Description of the task – Print all of the entries exactly, minus the pictures.

Image point grounding data

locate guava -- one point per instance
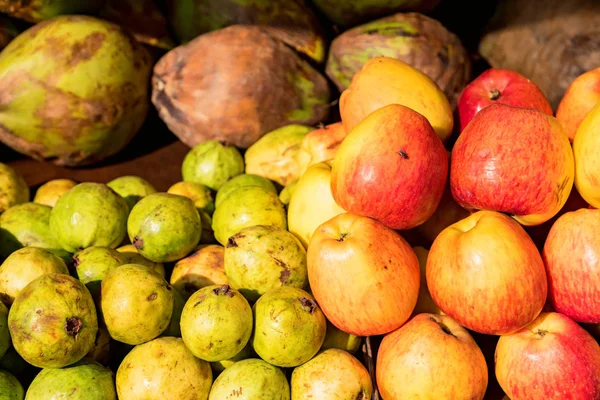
(204, 267)
(163, 369)
(216, 323)
(249, 380)
(211, 164)
(28, 224)
(49, 193)
(84, 380)
(136, 303)
(243, 180)
(247, 206)
(201, 195)
(90, 214)
(131, 188)
(53, 321)
(10, 387)
(13, 188)
(289, 327)
(260, 258)
(23, 266)
(164, 227)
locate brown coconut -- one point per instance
(235, 85)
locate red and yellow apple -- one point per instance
(579, 99)
(486, 273)
(383, 81)
(431, 358)
(513, 160)
(552, 358)
(364, 275)
(572, 258)
(500, 86)
(391, 167)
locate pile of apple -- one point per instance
(505, 181)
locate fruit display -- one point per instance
(195, 204)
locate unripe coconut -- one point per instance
(90, 214)
(163, 369)
(53, 321)
(268, 86)
(137, 304)
(59, 102)
(24, 266)
(251, 379)
(289, 327)
(216, 323)
(164, 227)
(260, 258)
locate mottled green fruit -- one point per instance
(137, 304)
(260, 258)
(243, 180)
(164, 227)
(131, 188)
(216, 323)
(60, 103)
(289, 327)
(53, 321)
(211, 164)
(10, 387)
(85, 380)
(90, 214)
(338, 339)
(248, 206)
(273, 156)
(163, 369)
(13, 188)
(25, 225)
(250, 380)
(24, 266)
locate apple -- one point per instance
(586, 147)
(579, 99)
(383, 81)
(502, 86)
(431, 357)
(391, 167)
(486, 273)
(513, 160)
(312, 203)
(552, 358)
(572, 258)
(364, 275)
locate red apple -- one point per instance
(500, 86)
(513, 160)
(391, 167)
(553, 358)
(364, 275)
(572, 258)
(486, 273)
(431, 357)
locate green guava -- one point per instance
(247, 206)
(211, 164)
(53, 321)
(90, 214)
(131, 188)
(249, 380)
(216, 323)
(289, 327)
(136, 303)
(163, 369)
(84, 380)
(164, 227)
(260, 258)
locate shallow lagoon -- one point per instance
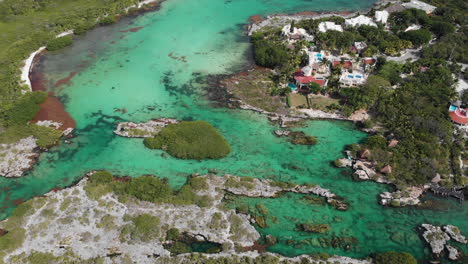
(159, 71)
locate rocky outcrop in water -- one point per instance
(435, 237)
(453, 253)
(143, 130)
(408, 196)
(455, 234)
(265, 188)
(17, 157)
(86, 221)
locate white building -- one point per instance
(359, 21)
(296, 33)
(413, 27)
(381, 16)
(420, 5)
(326, 26)
(353, 79)
(359, 46)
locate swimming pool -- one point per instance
(292, 86)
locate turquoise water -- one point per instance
(161, 71)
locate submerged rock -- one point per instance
(143, 130)
(17, 157)
(282, 133)
(341, 163)
(435, 237)
(455, 233)
(408, 196)
(314, 228)
(453, 252)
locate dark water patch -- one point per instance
(65, 80)
(135, 29)
(187, 89)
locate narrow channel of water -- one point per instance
(160, 71)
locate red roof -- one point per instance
(346, 64)
(459, 116)
(309, 79)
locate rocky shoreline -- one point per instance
(143, 130)
(437, 238)
(257, 22)
(77, 223)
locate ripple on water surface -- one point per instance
(160, 70)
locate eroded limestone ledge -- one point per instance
(437, 237)
(72, 224)
(143, 130)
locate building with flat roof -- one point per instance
(458, 115)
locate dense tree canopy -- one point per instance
(191, 140)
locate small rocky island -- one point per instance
(105, 218)
(184, 140)
(438, 237)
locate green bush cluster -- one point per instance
(59, 43)
(172, 234)
(144, 228)
(147, 188)
(101, 177)
(28, 25)
(190, 140)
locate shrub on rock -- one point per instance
(59, 43)
(190, 140)
(101, 177)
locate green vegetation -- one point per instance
(395, 258)
(144, 228)
(147, 188)
(314, 228)
(256, 88)
(337, 163)
(178, 247)
(190, 140)
(172, 234)
(416, 113)
(300, 138)
(417, 37)
(100, 177)
(59, 43)
(27, 25)
(271, 52)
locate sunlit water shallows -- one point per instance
(160, 71)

Response –
locate guava -- one point per instance
(204, 267)
(163, 369)
(216, 323)
(249, 380)
(211, 164)
(28, 224)
(49, 193)
(84, 380)
(136, 303)
(243, 180)
(247, 206)
(201, 195)
(90, 214)
(131, 188)
(53, 321)
(10, 387)
(13, 188)
(289, 327)
(260, 258)
(23, 266)
(164, 227)
locate brown coconut -- one point per instance
(235, 85)
locate red and yellow apple -- one point per instance
(579, 99)
(486, 273)
(383, 81)
(431, 358)
(513, 160)
(552, 358)
(364, 275)
(572, 258)
(500, 86)
(391, 167)
locate pile of apple -- one point per instance
(505, 181)
locate fruit display -- one point per instance
(195, 204)
locate unripe coconut -- one point per instance
(90, 214)
(163, 369)
(53, 321)
(268, 86)
(137, 304)
(59, 102)
(24, 266)
(251, 379)
(289, 327)
(216, 323)
(164, 227)
(260, 258)
locate mottled green fruit -- one point per instance
(137, 304)
(260, 258)
(243, 180)
(164, 227)
(131, 188)
(216, 323)
(60, 103)
(289, 327)
(53, 321)
(211, 164)
(10, 387)
(85, 380)
(90, 214)
(338, 339)
(248, 206)
(273, 156)
(163, 369)
(13, 188)
(25, 225)
(250, 380)
(24, 266)
locate apple -- one point per instance
(586, 147)
(579, 99)
(383, 81)
(502, 86)
(431, 357)
(391, 167)
(486, 273)
(513, 160)
(312, 203)
(552, 358)
(572, 258)
(364, 275)
locate red apple -- one point per instance
(500, 86)
(513, 160)
(391, 167)
(553, 358)
(364, 275)
(572, 258)
(486, 273)
(431, 357)
locate green guava -- one point per instance
(247, 206)
(211, 164)
(53, 321)
(90, 214)
(131, 188)
(249, 380)
(216, 323)
(289, 327)
(136, 303)
(163, 369)
(84, 380)
(164, 227)
(260, 258)
locate shallow lagoon -- one point per instance
(159, 71)
locate rocky outcrop in water -- one point per instance
(435, 237)
(453, 253)
(143, 130)
(408, 196)
(455, 234)
(265, 188)
(17, 157)
(86, 221)
locate white building -- one point per instance
(359, 21)
(296, 33)
(413, 27)
(381, 16)
(420, 5)
(326, 26)
(353, 79)
(359, 46)
locate swimming pool -- one point per instance
(292, 86)
locate turquoise water -- one point per instance
(161, 71)
locate submerged rock -- one point per instance
(143, 130)
(17, 157)
(282, 133)
(341, 163)
(435, 237)
(455, 233)
(408, 196)
(314, 228)
(453, 252)
locate dark water patch -- one point per instance
(65, 80)
(135, 29)
(187, 89)
locate narrow channel of water -- one point per instance
(160, 71)
locate red roof -- one point per instance
(346, 64)
(459, 116)
(309, 79)
locate rocky shoreline -- one point per instance
(143, 130)
(437, 238)
(257, 22)
(77, 223)
locate ripple on water surface -- one point per instance
(160, 70)
locate eroded limestone ledge -- one point per instance
(437, 237)
(72, 224)
(143, 130)
locate building with flat roof -- one point per instance
(458, 115)
locate dense tree canopy -- one point per instance
(191, 140)
locate small rocky island -- one point per instance
(105, 218)
(184, 140)
(438, 237)
locate green bush cluster -- one point per instance
(59, 43)
(172, 234)
(144, 228)
(147, 188)
(101, 177)
(28, 25)
(190, 140)
locate shrub on rock -- one point per instance
(59, 43)
(190, 140)
(101, 177)
locate green vegetation -- one point per instance
(395, 258)
(144, 228)
(147, 188)
(314, 228)
(256, 88)
(337, 163)
(178, 247)
(190, 140)
(172, 234)
(416, 113)
(300, 138)
(417, 37)
(100, 177)
(59, 43)
(27, 25)
(271, 52)
locate sunlit water shallows -- one point per instance
(160, 71)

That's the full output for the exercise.